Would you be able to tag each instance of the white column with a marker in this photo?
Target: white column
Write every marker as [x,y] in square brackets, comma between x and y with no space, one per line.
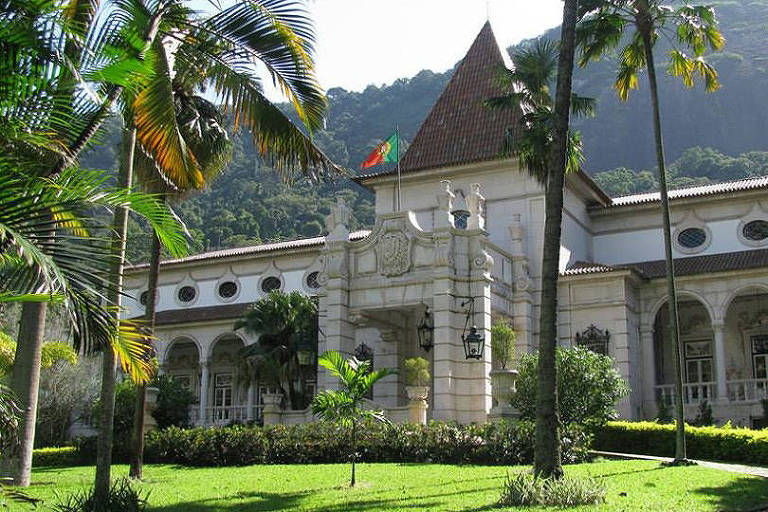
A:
[203,390]
[719,332]
[250,401]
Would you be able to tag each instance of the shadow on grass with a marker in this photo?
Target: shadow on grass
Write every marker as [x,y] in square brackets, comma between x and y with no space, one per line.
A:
[742,494]
[266,501]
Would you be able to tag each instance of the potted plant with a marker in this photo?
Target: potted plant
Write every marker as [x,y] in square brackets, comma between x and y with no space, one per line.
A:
[417,378]
[502,352]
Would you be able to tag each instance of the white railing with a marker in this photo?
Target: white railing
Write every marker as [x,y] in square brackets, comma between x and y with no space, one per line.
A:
[223,415]
[693,393]
[747,390]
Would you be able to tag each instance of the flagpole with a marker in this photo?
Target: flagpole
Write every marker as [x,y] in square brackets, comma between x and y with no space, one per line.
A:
[397,135]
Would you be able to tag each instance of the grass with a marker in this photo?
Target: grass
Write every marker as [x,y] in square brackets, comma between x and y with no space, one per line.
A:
[631,485]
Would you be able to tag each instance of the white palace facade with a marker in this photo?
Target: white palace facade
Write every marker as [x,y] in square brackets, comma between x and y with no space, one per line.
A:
[466,241]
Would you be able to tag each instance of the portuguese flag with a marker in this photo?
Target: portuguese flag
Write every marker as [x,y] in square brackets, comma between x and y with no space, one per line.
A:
[386,152]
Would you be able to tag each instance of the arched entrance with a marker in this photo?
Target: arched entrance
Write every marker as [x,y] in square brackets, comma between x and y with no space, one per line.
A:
[697,354]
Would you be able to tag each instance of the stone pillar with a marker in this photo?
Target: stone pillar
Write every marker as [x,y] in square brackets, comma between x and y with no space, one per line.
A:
[250,400]
[447,345]
[522,298]
[334,301]
[648,380]
[204,367]
[719,352]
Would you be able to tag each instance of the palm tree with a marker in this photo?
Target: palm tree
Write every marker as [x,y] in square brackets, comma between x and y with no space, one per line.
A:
[690,26]
[345,406]
[528,85]
[180,131]
[49,252]
[285,323]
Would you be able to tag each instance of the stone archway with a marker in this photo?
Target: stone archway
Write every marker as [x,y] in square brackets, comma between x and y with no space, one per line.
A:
[698,353]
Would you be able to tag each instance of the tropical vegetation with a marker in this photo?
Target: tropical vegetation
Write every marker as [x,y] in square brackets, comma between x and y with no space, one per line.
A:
[345,405]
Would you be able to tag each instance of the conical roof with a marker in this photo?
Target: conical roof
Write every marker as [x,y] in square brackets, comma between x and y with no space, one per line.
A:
[460,129]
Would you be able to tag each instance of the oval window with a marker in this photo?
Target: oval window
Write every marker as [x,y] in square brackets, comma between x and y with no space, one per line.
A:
[227,289]
[187,294]
[692,237]
[757,230]
[312,280]
[270,283]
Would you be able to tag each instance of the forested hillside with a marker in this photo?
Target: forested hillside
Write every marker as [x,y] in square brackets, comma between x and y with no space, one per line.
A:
[710,137]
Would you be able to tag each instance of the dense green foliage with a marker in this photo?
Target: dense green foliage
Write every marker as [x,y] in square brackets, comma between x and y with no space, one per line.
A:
[173,402]
[491,443]
[631,485]
[250,204]
[739,445]
[588,386]
[525,489]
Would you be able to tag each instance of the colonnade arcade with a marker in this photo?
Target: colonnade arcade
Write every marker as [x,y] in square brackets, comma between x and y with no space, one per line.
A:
[724,351]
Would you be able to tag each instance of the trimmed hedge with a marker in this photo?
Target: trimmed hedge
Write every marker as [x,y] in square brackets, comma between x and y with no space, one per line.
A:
[740,445]
[493,443]
[56,457]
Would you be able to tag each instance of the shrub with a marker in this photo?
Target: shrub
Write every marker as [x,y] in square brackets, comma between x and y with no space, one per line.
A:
[588,386]
[56,457]
[417,372]
[502,343]
[524,489]
[123,497]
[173,402]
[741,445]
[506,443]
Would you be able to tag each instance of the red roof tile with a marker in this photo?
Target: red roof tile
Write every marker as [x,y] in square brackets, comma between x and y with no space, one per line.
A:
[460,129]
[688,266]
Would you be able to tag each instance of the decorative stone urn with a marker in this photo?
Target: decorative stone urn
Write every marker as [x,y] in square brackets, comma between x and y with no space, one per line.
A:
[417,403]
[272,408]
[503,387]
[150,405]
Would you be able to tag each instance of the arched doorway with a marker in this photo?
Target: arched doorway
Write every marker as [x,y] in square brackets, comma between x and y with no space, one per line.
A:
[227,396]
[697,354]
[746,347]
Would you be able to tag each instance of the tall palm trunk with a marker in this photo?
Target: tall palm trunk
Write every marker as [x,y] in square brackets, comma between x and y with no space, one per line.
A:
[25,382]
[645,30]
[109,363]
[137,457]
[547,461]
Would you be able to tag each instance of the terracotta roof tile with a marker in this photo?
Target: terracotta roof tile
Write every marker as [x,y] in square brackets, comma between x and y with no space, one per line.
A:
[202,314]
[253,249]
[688,266]
[460,129]
[757,183]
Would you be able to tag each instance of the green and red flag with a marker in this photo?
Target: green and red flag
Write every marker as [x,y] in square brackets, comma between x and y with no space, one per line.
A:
[386,152]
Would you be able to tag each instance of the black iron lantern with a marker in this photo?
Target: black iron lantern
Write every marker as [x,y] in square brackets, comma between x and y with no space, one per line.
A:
[474,344]
[426,331]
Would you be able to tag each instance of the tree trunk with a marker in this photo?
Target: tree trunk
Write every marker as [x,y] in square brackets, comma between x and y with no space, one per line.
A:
[25,382]
[680,449]
[547,461]
[109,363]
[137,457]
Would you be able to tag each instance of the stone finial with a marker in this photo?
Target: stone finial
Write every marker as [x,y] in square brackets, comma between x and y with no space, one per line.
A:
[476,207]
[337,222]
[443,217]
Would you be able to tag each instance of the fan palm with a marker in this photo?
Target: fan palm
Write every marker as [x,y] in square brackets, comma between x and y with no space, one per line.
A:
[284,324]
[345,405]
[547,150]
[693,27]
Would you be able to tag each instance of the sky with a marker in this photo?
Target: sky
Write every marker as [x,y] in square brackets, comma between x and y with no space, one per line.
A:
[363,42]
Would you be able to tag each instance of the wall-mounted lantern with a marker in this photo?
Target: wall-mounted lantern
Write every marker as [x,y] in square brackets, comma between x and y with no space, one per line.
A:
[426,331]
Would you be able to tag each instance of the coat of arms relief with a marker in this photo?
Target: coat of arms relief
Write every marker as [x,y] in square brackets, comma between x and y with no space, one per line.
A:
[394,253]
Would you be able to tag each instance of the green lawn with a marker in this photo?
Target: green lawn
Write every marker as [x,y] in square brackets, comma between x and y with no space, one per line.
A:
[635,485]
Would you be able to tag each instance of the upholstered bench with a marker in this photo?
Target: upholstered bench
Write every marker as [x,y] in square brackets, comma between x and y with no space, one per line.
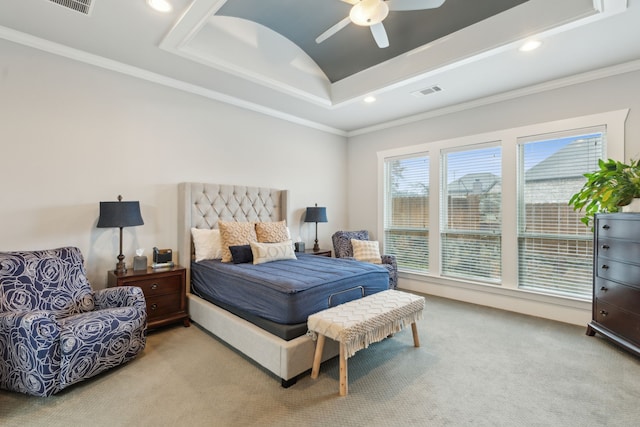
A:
[358,323]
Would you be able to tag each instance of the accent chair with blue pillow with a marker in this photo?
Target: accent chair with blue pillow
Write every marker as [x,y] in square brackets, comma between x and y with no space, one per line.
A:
[54,329]
[343,248]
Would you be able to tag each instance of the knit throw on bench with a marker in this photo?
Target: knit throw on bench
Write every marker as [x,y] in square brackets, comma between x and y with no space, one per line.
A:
[361,322]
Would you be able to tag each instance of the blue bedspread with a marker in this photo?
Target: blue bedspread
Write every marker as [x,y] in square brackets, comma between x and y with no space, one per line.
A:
[286,291]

=-=-=-=-=

Objective: Repeat the material verbatim. Do not carry over any picture.

The output:
Would you be able to tag each instance of the white column with a marker in this photo?
Target: white column
Write every marker as [x,y] in square brackets, comma between x and y with no space, one per line.
A:
[203,390]
[719,332]
[250,401]
Would you be able to tag each instance of the shadow on grass with a marker in this photo?
Target: shadow on grass
Write every marker as [x,y] in square brackets, comma between x and y with no space, one per line.
A:
[742,494]
[266,501]
Would you be able to tag each instance of the potted plant with a marker in this photo?
Target: potted plant
Write every marker as [x,y] in square brackets, comma between x and y with no space, one per line.
A:
[417,378]
[502,352]
Would you be able to tag each instance of the white railing with a marker in this photo?
Target: white railing
Write every marker as [x,y] in square brackets, comma between x and y with no space, one per line.
A:
[223,415]
[693,393]
[747,390]
Would you be able to tag each instance of the flagpole with a marker in this photo?
Target: flagpole
Write every marker as [x,y] in square brackets, comma between x and y with no space, one per line.
A:
[397,135]
Would you be able to tag each instance of the grass with a marker in this photo?
Target: grass
Write every marker as [x,y] in square brackets, comma between x and y with no space, one per line.
A:
[631,485]
Would you be able to tag each instance of the white palace facade with a marker in this photo?
Target: white palace facade
Write every marker as [x,y] in square brackets, comma between x and y with no space, one per line.
A:
[466,241]
Would you be able to tag each instance of the portuguese flag with a marker in this photo?
Target: portuguese flag
Write every marker as [x,y] in square brackets, comma between x and y with no space, one per line.
A:
[386,152]
Would you be able to tag each instance of the arched entrance with a marker in this photo?
Target: arched entrance
Write every marker as [x,y] in square brackets, comma between x and y with no space, one per line.
A:
[697,354]
Would you be able to tag each instance of the stone pillar with a marker in this photo?
Target: stone pillar
Write every marker as [x,y] in square brackets, comma between x and y with no space, one per line.
A:
[250,400]
[447,345]
[522,298]
[334,301]
[648,380]
[204,367]
[719,352]
Would you be able to tag each instance of the palm tree with a marker in this photo?
Target: palm tree
Write every marker as [x,y] in square brackets, comma between x and y with no space, one per line.
A:
[690,26]
[345,406]
[528,85]
[180,131]
[49,252]
[285,323]
Would you be able to tag each instance of the stone archway with a marker in this photo?
Target: stone archway
Write every marker as [x,y] in square brackets, comma between x and y with no space, one per line.
A:
[698,353]
Would you be able to tag each instance of the tropical vegetation with a marker in this photo?
Target: tropical vegetation
Write every marker as [x,y] in square brackets, comma between x and y with no space, one per line.
A:
[345,405]
Would you be able to tag each instance of the conical roof with a marker in this photo?
Target: conical roof
Write every marker as [x,y] in square brackets, comma between x and y with no space, one per line.
A:
[460,129]
Would you be able to tag each instance of the oval window with a marker in this photo?
Target: oval window
Write every marker as [x,y] in square brackets, comma between x and y with no space, one per line.
A:
[227,289]
[187,294]
[692,237]
[757,230]
[312,280]
[270,283]
Would you be able to tag each instance of the forested hillside with a marker in this photo?
Target: forested hillside
Write every marker as [x,y] in square brackets, comma between x and y with no space, one per line.
A:
[710,137]
Would you be able to tag each instance of the dense green foliage with a marker in this photo?
Target: dense green foliage
Write every marker as [x,y] in square brackets, comma between x and y with no space, one per line.
A:
[173,402]
[491,443]
[631,485]
[250,204]
[739,445]
[588,386]
[525,489]
Would you be able to tag each instance of the colonnade arcade with a marker in this photo?
Target: colonnade arcade
Write every marker as [x,y] in square brackets, comma between x and y with no space, one per line.
A:
[724,351]
Would you be able to tag each instance of the trimmed hedge with a marker in this photo?
Target: trimmed hedge
Write every marker as [x,y] in square brackets, comma between x and y with no space, one per line.
A:
[740,445]
[493,443]
[56,457]
Would you be able to tag each instance of the shrub with a marker in this photo?
Target: shrub
Write every marker as [x,y] in square brackets, comma between x and y with no space, one per line.
A:
[588,386]
[56,457]
[417,372]
[502,343]
[524,489]
[123,497]
[173,402]
[741,445]
[506,443]
Would you be able to tag each instance of the red roof tile with a marker in this photo?
Target: red roof tile
Write every marker as [x,y] in square brackets, comma between x and y with no space, one per line.
A:
[460,129]
[688,266]
Would you be able to tag each instance of the decorative stone urn with a marker in this photo?
Target: decorative stone urn
Write every marker as [x,y] in square brackets, comma between x and y with no space, one per line.
A:
[417,403]
[272,408]
[503,387]
[150,405]
Would you be able to tag each instance of the arched doorway with a marker in this photo?
Target: arched doorway
Write every marker as [x,y] in square brackets, comma between x and y with no space, one per line.
A:
[227,396]
[697,354]
[746,347]
Would you be able to tag each instance of the tall palm trunk with a marker in this photo?
Target: tall palm trunk
Write every marker as [x,y] in square brackets, comma between x and y with no space, one per line.
A:
[25,382]
[645,30]
[109,363]
[137,457]
[547,461]
Would you be able to tag each instance of the terracotta roof tile with a marker in this photo?
Target: terracotta roof tile
Write every marker as [x,y] in square brackets, comma between x and y with no space, one per line.
A:
[202,314]
[253,249]
[688,266]
[460,129]
[757,183]
Would you be able to tag each instance of the green and red flag with a marker in this photo?
Target: green and red flag
Write every marker as [x,y] in square brackets, comma between x and y with no space, one per line.
A:
[386,152]
Would you be able to tag each instance of the black iron lantern with a marker in this photo?
Target: black iron lantern
Write every marker as [x,y] in square brackets, comma between x and y with no space, one per line.
A:
[474,344]
[426,331]
Would you be able to tag each instance of the tree trunk with a marker in this photo?
Target: tree trunk
Write every marker as [x,y] in square brackets, comma between x and y with no space, one per line.
A:
[25,382]
[680,449]
[547,461]
[109,363]
[137,457]
Would you be able to tag each instance of the stone finial with a marker in this photo?
Target: stone finial
Write every marker as [x,y] in square brackets, comma between x and y with no space, one per line.
A:
[476,207]
[337,222]
[443,217]
Would you be able to tag each instance of the fan palm with a marker in this photo?
Target: fan palm
Write every marker as [x,y] in square brackets, comma between x and y with no space, one per line.
A:
[284,324]
[345,405]
[547,150]
[693,27]
Would you be able to tag each instance of the sky with a marker in this photo?
Target: sky
Write every marker as [x,y] in square brackets, comma between x and y with no space, one per line.
A:
[363,42]
Would you be able to tag each instance of the wall-mounted lantern with a marker in this photo?
Target: wall-mounted lantern
Write every marker as [x,y] in square brackets, comma between x and y with no space, one per line.
A:
[426,331]
Would you be able to tag each instance of the coat of arms relief with a marker in this photo?
Target: coat of arms relief
Write every marker as [x,y] in square brackets, comma between x and y with no space, one per line.
A:
[394,253]
Would you be able to tag each instance of the green lawn with a marker in this photo?
Target: green lawn
Write every marker as [x,y] in square brackets, comma between x and y with no space, one per line.
A:
[635,485]
Would you be able to tag each instance of the upholstered bench with a marker in this photo?
Target: upholstered bench
Write every marker as [x,y] in square brackets, comma between x and y with no space, one per line.
A:
[358,323]
Would you be able to tag each instance of the accent chair with blue pillow with a marker in this photo?
Target: accent chair with blue pillow
Write every marker as [x,y] in square brackets, comma between x and y with no space, one per line.
A:
[54,329]
[343,248]
Would you be able to tag each instance of the knit throw on bench with a marker in this photo?
Target: knit throw on bench
Write every marker as [x,y] in square brackets, comma between x and y with no space, one per line.
A:
[361,322]
Would you be able to tag each instance of the blue bedspread with a marker in this photo?
Target: blue bedspread
Write every marker as [x,y] in square brackets, comma between x and y with no space, one per line.
A:
[286,291]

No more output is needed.